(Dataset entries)
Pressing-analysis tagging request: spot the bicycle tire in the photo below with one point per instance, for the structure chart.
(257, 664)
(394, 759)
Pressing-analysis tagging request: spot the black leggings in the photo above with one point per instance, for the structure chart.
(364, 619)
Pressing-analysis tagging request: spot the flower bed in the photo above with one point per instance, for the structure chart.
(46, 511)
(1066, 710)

==

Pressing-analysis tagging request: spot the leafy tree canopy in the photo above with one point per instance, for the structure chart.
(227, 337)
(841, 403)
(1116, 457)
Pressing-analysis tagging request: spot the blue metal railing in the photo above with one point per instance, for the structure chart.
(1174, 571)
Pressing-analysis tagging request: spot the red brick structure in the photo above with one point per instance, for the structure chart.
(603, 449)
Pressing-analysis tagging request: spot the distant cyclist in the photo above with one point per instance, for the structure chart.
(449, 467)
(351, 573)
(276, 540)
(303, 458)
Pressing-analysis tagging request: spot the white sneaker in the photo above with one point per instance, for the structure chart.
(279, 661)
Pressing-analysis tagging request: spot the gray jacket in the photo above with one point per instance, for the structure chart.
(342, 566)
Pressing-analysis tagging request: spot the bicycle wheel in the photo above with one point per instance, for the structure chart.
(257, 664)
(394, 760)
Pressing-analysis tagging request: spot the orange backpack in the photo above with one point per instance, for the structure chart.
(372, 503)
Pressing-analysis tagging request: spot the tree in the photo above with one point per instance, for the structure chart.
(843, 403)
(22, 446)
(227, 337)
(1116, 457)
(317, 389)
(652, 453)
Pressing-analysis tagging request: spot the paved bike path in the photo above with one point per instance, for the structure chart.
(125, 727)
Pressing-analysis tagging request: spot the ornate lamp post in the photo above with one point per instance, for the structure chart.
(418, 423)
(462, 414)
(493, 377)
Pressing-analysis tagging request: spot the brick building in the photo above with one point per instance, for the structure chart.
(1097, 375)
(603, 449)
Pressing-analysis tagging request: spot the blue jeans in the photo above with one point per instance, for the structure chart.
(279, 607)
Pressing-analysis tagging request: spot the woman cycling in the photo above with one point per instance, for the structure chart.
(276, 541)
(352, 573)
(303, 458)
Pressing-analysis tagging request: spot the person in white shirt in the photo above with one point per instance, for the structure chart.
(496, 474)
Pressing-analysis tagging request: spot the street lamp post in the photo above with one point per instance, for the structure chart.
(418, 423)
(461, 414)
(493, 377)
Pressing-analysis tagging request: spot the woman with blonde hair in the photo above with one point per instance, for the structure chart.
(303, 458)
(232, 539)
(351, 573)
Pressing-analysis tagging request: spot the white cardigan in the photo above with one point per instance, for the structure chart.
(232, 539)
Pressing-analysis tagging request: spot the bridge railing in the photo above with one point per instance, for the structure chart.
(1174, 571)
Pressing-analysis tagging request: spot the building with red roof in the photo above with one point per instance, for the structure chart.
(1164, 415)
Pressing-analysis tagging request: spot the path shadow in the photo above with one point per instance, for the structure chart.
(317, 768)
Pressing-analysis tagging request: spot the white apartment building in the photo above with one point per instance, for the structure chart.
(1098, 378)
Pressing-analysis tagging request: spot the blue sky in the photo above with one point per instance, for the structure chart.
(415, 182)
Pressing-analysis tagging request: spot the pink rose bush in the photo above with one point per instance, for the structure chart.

--

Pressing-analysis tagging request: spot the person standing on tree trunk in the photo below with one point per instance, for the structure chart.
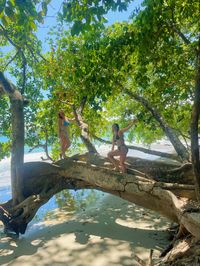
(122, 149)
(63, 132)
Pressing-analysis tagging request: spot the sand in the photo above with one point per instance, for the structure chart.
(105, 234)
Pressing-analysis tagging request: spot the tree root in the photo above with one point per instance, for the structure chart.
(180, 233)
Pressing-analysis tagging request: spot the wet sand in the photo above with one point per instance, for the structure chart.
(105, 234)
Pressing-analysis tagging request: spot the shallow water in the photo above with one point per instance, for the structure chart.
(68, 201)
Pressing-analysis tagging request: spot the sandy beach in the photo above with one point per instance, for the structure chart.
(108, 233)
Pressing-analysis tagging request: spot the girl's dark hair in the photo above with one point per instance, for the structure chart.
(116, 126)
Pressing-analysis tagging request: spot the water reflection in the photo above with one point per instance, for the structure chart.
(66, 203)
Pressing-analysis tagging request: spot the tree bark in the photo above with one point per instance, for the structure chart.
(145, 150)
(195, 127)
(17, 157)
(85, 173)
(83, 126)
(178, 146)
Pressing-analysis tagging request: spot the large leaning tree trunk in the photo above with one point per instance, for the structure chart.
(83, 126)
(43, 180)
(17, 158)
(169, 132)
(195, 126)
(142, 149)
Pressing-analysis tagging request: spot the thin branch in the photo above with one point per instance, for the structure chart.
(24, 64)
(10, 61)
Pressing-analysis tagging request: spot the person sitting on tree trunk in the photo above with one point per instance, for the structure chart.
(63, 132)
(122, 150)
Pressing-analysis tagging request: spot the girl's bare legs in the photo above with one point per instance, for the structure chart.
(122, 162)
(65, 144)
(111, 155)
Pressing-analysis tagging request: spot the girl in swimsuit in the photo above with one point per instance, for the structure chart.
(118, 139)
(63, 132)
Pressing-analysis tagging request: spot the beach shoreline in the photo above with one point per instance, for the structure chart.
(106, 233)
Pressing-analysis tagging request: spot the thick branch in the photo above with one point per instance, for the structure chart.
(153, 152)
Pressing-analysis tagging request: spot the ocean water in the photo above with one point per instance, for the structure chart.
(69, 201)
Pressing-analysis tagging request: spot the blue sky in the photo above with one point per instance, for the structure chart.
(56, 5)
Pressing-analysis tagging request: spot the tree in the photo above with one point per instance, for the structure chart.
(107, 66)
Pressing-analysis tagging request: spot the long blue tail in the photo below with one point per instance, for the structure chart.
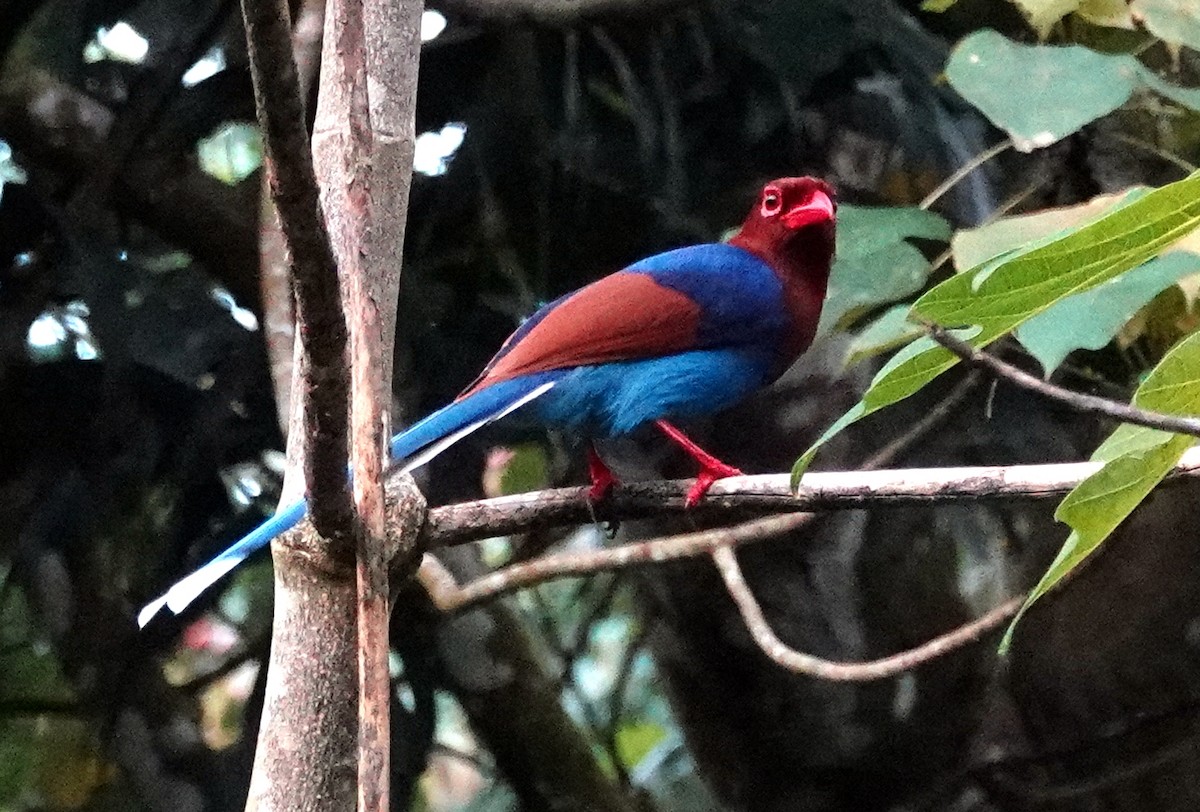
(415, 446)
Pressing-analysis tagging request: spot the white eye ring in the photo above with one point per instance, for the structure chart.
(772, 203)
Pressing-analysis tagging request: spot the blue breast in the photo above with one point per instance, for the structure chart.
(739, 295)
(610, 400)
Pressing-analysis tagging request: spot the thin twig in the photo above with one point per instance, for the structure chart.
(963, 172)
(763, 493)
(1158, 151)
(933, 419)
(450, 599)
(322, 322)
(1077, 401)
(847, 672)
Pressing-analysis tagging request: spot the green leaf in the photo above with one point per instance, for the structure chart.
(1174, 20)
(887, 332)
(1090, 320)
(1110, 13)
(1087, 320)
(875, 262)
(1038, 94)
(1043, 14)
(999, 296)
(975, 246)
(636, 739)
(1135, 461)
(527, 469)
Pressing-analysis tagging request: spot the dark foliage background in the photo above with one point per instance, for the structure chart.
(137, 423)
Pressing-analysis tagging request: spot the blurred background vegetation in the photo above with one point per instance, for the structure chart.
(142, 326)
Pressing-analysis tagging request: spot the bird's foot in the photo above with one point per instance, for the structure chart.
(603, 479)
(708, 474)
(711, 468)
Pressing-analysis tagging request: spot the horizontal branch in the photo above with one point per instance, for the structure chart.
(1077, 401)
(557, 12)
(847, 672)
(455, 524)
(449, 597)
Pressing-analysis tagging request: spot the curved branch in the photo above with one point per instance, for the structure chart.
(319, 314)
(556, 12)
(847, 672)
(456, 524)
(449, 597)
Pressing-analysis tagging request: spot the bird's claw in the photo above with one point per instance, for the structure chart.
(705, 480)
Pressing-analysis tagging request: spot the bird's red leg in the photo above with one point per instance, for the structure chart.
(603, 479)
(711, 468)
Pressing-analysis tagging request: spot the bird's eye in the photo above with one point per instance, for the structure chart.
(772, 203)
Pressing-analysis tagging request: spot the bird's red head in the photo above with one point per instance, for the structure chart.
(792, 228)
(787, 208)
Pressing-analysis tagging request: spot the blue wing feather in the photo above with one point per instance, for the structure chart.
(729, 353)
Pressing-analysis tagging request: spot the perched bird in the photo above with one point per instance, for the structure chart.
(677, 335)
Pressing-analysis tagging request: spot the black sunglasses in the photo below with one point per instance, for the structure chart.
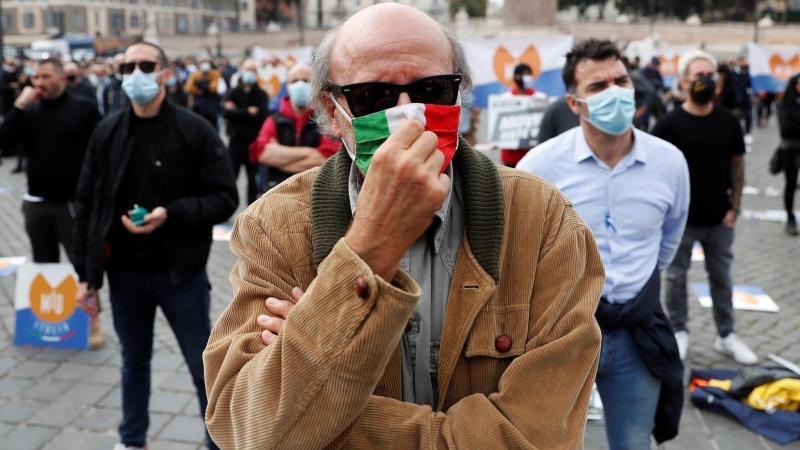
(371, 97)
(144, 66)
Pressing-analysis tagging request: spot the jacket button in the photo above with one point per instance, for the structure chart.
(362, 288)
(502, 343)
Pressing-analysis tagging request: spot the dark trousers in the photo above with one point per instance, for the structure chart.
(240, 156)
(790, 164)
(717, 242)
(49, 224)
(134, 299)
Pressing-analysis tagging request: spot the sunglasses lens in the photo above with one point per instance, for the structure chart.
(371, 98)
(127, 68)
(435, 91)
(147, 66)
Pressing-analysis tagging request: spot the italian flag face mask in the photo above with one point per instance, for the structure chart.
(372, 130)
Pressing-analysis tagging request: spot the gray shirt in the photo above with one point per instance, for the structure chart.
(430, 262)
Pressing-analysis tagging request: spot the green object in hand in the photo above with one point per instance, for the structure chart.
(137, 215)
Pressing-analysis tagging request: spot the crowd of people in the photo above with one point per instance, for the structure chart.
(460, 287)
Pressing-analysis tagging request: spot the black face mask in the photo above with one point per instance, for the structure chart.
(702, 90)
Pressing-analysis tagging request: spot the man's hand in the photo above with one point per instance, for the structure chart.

**What the exercise asks:**
In the data above, find the line with "Pressing-analysis tagging request: spot the black sunglasses" and the line with "Pressing-analysis tagging request: spot the man's". Please copy exactly those two lines and every line between them, but not the pictures.

**Answer for this exercise:**
Pressing-analysis tagging request: spot the black sunglasses in the photo below with one point per instance, for the structure chart.
(371, 97)
(144, 66)
Pressing-analysis tagging request: spot the jacket button in the photo above with one point per instance, for the structure chart.
(362, 288)
(502, 343)
Pressing-analysis tagging request: spot the dark trousers in the photo above with one point per instance, for the structure chart.
(240, 156)
(790, 164)
(717, 242)
(49, 224)
(134, 299)
Pressing-analysis tagging request: spot the sunglasses lens in the photo above with one point per instance, for the structure chart.
(371, 98)
(127, 68)
(435, 91)
(147, 66)
Pressing-analysis tagging request: spot the italian flag face mask in the photo above with one point per instance, for the structure chart.
(372, 130)
Pressing-analysis tagging request: spot the gray shirt in the photo above with one point per instance, for the structure chart.
(430, 262)
Pressing-analysis tagging request: spot the green object in hand in the photo above with one point per instance, for the structure chart.
(137, 215)
Pressing-analysis tagging request: spot the crowd of people in the photo above with one point per instance, for the structure chart.
(460, 287)
Pressing-analysis tagging request: spot the black face mask in the photo above with one point per instance, for the structure chart.
(702, 90)
Pressing-analysis tagging request: spot the man's hand in the photo above with one point per instance, for the structure chart.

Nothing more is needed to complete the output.